Supplied information →
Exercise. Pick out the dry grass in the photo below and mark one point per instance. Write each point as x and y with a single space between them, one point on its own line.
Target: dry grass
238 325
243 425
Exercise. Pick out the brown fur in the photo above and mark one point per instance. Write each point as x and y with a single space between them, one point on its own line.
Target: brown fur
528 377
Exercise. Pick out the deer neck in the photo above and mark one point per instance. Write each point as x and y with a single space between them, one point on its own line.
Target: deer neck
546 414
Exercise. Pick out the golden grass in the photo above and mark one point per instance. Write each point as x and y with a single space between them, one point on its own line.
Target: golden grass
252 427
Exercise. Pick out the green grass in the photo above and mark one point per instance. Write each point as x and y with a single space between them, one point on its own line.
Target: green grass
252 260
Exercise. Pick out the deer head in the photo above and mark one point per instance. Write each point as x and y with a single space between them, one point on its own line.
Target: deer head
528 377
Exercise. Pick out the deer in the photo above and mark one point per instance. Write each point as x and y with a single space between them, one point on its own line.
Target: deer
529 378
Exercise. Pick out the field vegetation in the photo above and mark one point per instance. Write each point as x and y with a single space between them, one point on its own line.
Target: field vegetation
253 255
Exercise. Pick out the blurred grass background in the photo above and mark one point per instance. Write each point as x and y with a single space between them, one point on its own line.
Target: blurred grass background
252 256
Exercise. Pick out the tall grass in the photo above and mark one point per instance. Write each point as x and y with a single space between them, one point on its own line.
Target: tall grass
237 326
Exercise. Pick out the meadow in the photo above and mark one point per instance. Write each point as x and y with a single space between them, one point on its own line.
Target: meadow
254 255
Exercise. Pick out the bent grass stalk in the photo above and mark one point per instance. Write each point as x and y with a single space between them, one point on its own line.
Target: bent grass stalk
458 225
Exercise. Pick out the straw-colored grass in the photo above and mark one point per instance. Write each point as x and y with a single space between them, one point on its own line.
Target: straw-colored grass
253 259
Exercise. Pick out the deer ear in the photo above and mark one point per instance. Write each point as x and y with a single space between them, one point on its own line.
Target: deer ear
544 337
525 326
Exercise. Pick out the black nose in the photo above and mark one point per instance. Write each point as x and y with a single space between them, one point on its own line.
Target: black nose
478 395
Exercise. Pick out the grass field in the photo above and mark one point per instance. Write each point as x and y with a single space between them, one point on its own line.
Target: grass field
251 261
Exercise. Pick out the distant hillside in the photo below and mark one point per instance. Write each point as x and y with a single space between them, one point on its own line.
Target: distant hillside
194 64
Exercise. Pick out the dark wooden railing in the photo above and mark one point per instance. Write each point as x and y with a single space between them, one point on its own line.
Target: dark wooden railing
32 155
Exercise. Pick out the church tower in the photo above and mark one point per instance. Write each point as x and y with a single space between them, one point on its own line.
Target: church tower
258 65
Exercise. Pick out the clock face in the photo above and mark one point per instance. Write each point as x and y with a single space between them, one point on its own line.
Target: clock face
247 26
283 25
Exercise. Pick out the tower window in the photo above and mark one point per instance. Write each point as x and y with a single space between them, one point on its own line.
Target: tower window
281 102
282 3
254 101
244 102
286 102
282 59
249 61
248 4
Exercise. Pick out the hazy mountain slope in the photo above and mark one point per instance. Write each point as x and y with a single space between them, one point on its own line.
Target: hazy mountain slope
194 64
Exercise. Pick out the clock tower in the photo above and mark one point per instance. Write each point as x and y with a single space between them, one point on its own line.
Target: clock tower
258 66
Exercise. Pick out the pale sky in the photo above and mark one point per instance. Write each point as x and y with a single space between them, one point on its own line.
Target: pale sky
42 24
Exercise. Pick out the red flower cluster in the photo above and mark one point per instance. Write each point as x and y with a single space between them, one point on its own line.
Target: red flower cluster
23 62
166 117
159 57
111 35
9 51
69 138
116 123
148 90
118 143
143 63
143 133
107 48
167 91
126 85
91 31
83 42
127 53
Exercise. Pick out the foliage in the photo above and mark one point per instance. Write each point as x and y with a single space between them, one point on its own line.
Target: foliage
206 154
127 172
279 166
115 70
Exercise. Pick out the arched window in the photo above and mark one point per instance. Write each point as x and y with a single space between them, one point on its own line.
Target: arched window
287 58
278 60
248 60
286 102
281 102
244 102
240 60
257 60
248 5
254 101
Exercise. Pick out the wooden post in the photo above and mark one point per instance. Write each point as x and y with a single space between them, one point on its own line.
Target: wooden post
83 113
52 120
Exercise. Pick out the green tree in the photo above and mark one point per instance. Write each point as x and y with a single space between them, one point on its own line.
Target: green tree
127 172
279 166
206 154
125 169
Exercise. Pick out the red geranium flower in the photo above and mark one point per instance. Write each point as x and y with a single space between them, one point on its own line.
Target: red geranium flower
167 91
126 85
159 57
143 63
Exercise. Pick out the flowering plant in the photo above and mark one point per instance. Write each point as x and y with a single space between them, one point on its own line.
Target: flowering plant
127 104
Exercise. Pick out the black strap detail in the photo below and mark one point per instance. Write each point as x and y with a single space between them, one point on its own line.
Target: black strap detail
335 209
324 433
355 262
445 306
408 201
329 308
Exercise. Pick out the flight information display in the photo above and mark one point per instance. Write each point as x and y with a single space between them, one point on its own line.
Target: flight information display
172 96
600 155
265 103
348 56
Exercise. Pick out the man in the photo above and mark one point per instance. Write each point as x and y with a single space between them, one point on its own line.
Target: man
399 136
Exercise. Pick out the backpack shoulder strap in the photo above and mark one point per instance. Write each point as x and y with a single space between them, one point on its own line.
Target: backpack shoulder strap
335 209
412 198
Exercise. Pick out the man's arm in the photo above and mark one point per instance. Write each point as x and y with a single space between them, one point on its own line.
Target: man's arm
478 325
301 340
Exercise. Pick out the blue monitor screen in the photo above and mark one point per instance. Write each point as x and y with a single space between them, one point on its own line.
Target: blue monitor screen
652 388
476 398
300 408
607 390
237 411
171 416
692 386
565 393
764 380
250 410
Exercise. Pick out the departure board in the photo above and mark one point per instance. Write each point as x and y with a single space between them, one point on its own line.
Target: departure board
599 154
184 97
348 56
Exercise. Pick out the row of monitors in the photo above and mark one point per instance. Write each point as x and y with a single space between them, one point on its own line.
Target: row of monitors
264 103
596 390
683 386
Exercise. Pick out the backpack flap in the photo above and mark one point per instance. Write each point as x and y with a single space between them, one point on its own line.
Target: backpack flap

Exercise directions → Every entry is to be returned exactly, with nothing dropped.

Written response →
Exercise. Pick out the dry grass in the photo below and mark one point per instance. Write each point as x and y with a single space between them, one point on its own line.
Target: dry grass
238 325
243 425
Exercise. Pick out the brown fur in the photo above and mark one point per instance. Write each point as x and y with a single space between them, one point on its own line.
Target: brown fur
528 377
Exercise. Pick out the deer neck in the photo above and mark one point per instance. Write each point as x and y with a single space between them, one point on its own line.
Target: deer neck
546 414
Exercise. Pick out the golden grass in the photo above and mark one point per instance. Write each point as x and y with a single space between them, one point on its own line.
Target: golden grass
252 427
Exercise. Pick out the green grass in the photo above and mark one point per instance. Write each point as x and y with a single space between them, one point on its own line.
Target: green grass
252 260
Exercise. Pick out the deer head in the photo above and mark one point per instance. Write each point as x and y with a single space between them, one point on its own line.
Target: deer head
528 377
Exercise. Pick out the deer in the photo above and mark one point per instance. Write each point as x and y with a single space between them, one point on its own line.
Target: deer
529 378
Exercise. Pick out the field vegetation in the photo above and mark one point per instance. Write each point as x and y with a single space between them, one point on its own line.
Target: field vegetation
253 255
Exercise. Pick out the blurred grass background in the photo above and mark one point per instance. Write each point as x and y with a single space between them, one point on its own line.
Target: blurred grass background
252 256
Exercise. Pick out the tall grass in the photo above and mark one point per instance. Write each point as x and y with a single space between them, one point on its own line.
Target: tall grass
237 326
Exercise. Pick out the meadow in the photo above and mark one point per instance. Write each point as x and y with a single space between them, one point on its own line.
Target: meadow
254 255
Exercise. Pick out the bent grass stalk in the photo above and mark one point per instance. Write each point as x and y with a single space between them, one point on its own line.
Target: bent grass stalk
458 225
Exercise. Pick out the straw-colored grass in the photo above and mark one point per instance. Write each point as x and y with a single space between them, one point on its own line.
Target: straw-colored grass
253 259
Exercise. Pick out the deer ear in the photo above and mark one point per instance. Write each point as x and y with a single space between them, one point on its own line.
Target: deer ear
544 337
525 326
Exercise. Pick out the black nose in the photo above and mark one point per instance. Write each point as x and y with a single space between them, one point on its own line.
Target: black nose
478 395
Exercise. Pick out the grass field in the photo above and mark one point per instance. Write each point as x and y with a single space between them, one point on its own line.
Target: grass field
251 261
Exercise. Pick out the distant hillside in the photo below and mark one point per instance. Write each point as x and y with a single space between them, one point on its own line.
Target: distant hillside
194 64
Exercise. Pick out the dark wooden railing in the photo above and mark one point per instance. Write each point as x and y with a single space between them, one point on its own line.
Target: dark wooden railing
32 155
Exercise. Pick out the church tower in the photo above and mark one point per instance. Write each point as x and y with a single space between them, one point on its own line.
Target: church tower
258 65
Exercise. Pick out the clock face in the photo above and mark one point per instance. Write each point as x and y with a single space between them, one point on its own line.
Target: clock face
247 26
283 25
Exercise. Pick out the tower window in the photo above and mark one point per instance. Write each point as x and y with a single space between them, one point on its own line.
Target: tower window
281 102
282 3
254 101
244 102
286 102
282 59
249 61
248 4
Exercise. Pick out the hazy mountain slope in the photo above and mark one point per instance. Write each point as x and y with a single space between them, one point on its own line.
Target: hazy mountain slope
194 64
Exercise. Pick out the clock tower in the photo above and mark one point per instance. Write each point as x and y with a single space between them, one point on its own line.
Target: clock tower
258 66
Exercise. Pick out the pale sky in the photo above and mark one point per instance. Write each point as x and y with a single space between them, one point on its own line.
Target: pale sky
42 24
Exercise. Pick out the red flower cluster in the photo above and mark one point per instance. Write each point as x and y with a single space between them, one point on its own line.
Target: red flower cluster
23 62
166 117
159 57
111 35
9 51
69 138
116 123
148 90
118 143
143 63
143 133
107 48
167 91
126 85
91 31
83 42
127 53
Exercise. Pick out the foliage in the photo above and mark one point per instance. Write each point as x and y with a single space between them, one point on its own line.
Target: foliage
206 154
127 172
279 166
115 70
Exercise. Pick out the arched window in the photo above and mark one point per instance. Write each point as x and y with a single space between them, one point on its own line.
Target: arched window
287 58
278 60
248 60
286 102
281 102
244 102
240 60
257 60
248 5
254 101
Exercise. Pick out the wooden post in the photo above and mark one point per instance. Write each point as x and y with a single space between them, one point on its own line.
Target: wooden post
83 113
52 120
Exercise. Pick out the green tree in the photo above and mark one point per instance. Write each point as x and y with a single space between them, one point on its own line.
Target: green tree
127 172
279 166
206 154
125 169
Exercise. Pick out the red geranium flower in the photo above and mark one point per instance. Write each point as x and y with a single space between them, one point on its own line.
Target: red geranium flower
167 91
126 85
159 57
143 63
Exercise. Pick out the flowering plant in the photo above and mark one point per instance. Write each point as x and y with a single space between them, one point on its own line.
Target: flowering plant
127 104
Exercise. Pick out the black strap detail in the photo below and mark one point per instance. Write each point as x and y with a single space between them, one point on its own line.
Target: black strap detail
335 209
324 433
355 262
445 306
408 201
329 308
Exercise. Pick out the flight information display in the photo above and mark one point per instance. Write each point as x and y with a single space between them, one point on its own line.
Target: flight information display
172 96
600 155
265 103
348 56
Exercise. Pick out the man in the photo above and mark one point per instance. Write each point as x and y with a single space between them, one point on its own line.
Target: man
399 136
Exercise. Pick out the backpack shoulder strap in the photo above and mark one point per instance. Write each point as x and y with a single space between them, one point on its own line.
Target: backpack shoulder strap
335 209
412 198
Exercise. Pick out the man's arm in the photo above and mark one point per instance. Write each point as x and y with a single space between them, one point on its own line.
Target: man's arm
478 325
301 340
Exercise. Pick out the blue monitor screen in the photo above and mark one point per instance. Write each point as x and y with a single space between them, one point on its own line.
Target: blue monitor screen
652 388
476 398
300 408
607 390
237 411
171 416
692 386
565 393
764 380
250 410
Exercise. Pick out the departure board in the photo above and mark one point per instance. Write each point as x and y with a single space between them, one point on its own line.
Target: departure board
599 154
184 97
348 56
Exercise. Pick out the row of monitors in the photo above and mark one point per instance. Write each point as x and y with a single space between them, one point on its own line.
Target: row of monitors
264 103
596 390
683 386
Exercise. Pick out the backpack flap in the photo above and mark one point per instance. Write each point as x and y with a single space between them, one point on its own line.
Target: backpack flap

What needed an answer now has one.